**What you will do**
Return all of the following data line for line and unchanged, leaving out the pictures.

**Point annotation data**
------------------------------
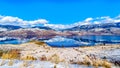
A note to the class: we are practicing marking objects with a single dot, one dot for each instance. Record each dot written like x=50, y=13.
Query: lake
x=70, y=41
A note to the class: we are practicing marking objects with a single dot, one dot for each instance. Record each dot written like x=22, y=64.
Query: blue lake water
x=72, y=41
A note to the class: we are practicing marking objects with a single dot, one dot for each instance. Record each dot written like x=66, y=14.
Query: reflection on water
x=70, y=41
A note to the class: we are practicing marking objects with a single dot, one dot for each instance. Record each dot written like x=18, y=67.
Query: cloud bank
------------------------------
**The reply**
A note to the class: we are practicing marking objects with a single dot, one dot for each instance. Record each dot written like x=50, y=13.
Query: lake
x=70, y=41
A note to the class: we are practicing marking objects with a single dot, one dot for each instance. Record each dot written like x=22, y=64.
Query: blue lake water
x=72, y=41
A note to the class: we are practicing marking objects with a single dot, one dot for each instance. Record each dot written like x=66, y=14.
Query: reflection on water
x=70, y=41
A note to the class: we are practicing marking objects with a single dot, one dot for each instance. Record each dot written like x=18, y=67.
Query: cloud bank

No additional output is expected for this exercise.